- Selected excerpt:

====

The double whammy working against 2025 Bears miracle Super Bowl run

Teams make drastic turnarounds from one season to the next and even miracle turnarounds to reach the Super Bowl but two factors weigh against the Bears doing it in 2025.
A first-year coach with no head coaching experience and a second-year QB like Caleb Williams is a tough mix to overcome.
A first-year coach with no head coaching experience and a second-year QB like Caleb Williams is a tough mix to overcome. / Daniel Bartel-Imagn Images
In this story:

The passing of former Bears coach Dick Jauron brings up a point about his teams applicable to the 2025 Chicago Bears of coach Ben Johnson.

Or at least they have to hope it does.

The Bears just finished a five-win season on the heels of three other losing regular seasons in succession. With Johnson coming in as a first-time head coach, it appears the Bears are unlikely candidates for some sort of miraculous run to a division title or—dare anyone say it or really even think it—Super Bowl.

However, there is always hope in this league where parity exists and always has since the institution of the draft in 1936.

====

- Problem statement: Resume the article about the 2025 Bears' long-shot Super Bowl hopes, starting right after its final sentence.

- Extracted material:
====

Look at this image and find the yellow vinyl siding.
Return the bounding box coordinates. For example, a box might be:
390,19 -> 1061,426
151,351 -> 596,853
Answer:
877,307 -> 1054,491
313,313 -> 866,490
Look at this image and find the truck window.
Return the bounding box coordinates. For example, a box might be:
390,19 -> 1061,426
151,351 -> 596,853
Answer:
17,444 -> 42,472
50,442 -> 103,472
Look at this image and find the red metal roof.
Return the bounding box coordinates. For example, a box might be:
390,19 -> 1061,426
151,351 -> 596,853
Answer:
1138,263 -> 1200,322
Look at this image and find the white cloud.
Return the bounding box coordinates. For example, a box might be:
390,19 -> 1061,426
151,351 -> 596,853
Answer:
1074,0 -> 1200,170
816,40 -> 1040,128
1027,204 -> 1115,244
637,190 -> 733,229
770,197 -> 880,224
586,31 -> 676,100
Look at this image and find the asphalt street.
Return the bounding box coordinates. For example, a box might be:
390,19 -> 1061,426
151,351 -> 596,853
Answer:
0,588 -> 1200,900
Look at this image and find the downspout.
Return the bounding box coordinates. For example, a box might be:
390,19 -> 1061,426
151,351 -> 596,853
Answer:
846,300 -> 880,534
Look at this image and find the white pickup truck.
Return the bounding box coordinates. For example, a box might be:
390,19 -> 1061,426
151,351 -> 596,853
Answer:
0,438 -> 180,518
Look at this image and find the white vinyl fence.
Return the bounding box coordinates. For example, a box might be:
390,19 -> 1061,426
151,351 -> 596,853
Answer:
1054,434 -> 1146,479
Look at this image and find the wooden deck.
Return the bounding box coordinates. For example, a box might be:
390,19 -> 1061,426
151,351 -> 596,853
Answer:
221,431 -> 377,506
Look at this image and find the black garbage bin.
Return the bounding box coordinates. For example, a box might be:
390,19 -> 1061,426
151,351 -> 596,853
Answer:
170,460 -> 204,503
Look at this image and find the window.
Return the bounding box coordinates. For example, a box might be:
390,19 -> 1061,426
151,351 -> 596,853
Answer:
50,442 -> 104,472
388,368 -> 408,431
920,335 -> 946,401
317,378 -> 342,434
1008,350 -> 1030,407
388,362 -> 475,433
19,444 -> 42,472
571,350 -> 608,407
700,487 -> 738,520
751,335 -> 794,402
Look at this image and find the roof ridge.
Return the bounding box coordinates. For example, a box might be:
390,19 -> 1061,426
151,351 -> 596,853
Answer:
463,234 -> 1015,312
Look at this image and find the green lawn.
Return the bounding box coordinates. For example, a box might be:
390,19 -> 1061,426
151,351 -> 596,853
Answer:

====

- Output for this exercise:
Jauron's 2001 team posted his only winning season and the Bears did a total reversal from five wins in 2000 to 13-3 and an NFC Central title. They even won the first two regular season games of 2002, the year they had to play in Champaign while the current Soldier Field was constructed.

Then their 15-3 regular-season run turned into a total collapse to 4-12 2002 amid a string of untimely injuries and their usual quarterback issues.

Still, it shows such things are possible. Going from five wins to the Super Bowl seems like a much bigger stretch of the imagination, but again, it's not impossible.

That sort of thing was done by the 1988 and 2021 Bengals, 2009 Saints, 2017 Eagles, 1999 Rams and 2001 Patriots.

The double whammy

The theoretical problem facing the Bears in trying to go from 5-12 to the Super Bowl is the double whammy they face.

It involves inexperience and that most intimate of all football relationships, the coach and the quarterback.

There has never been a rookie quarterback start a Super Bowl. The Bears will have a second-year QB in 2025 but there has been only a very limiited number of those who started a Super Bowl.

Kurt Warner did it when the Rams won it all in1999, his actual second season in the league but first starting. As an aside, Warner was originally signed by the 1994 Packers, who already had young starter Brett Favre. Talk about a team with good QB fortune. They could simply discard Warner from the roster because of all their QB riches.

The other QBs who led a team to a Super Bowl win in their second season were the Steelers' Ben Roethlisberger in 2005 and Seattle's Russell Wilson in 2013.  Dan Marino (1984), Colin Kaepernick (2012), Joe Burrow (2021) and Brock Purdy (2023) all got there and lost.

The Bears have another problem working against them and it's Johnson's inexperience.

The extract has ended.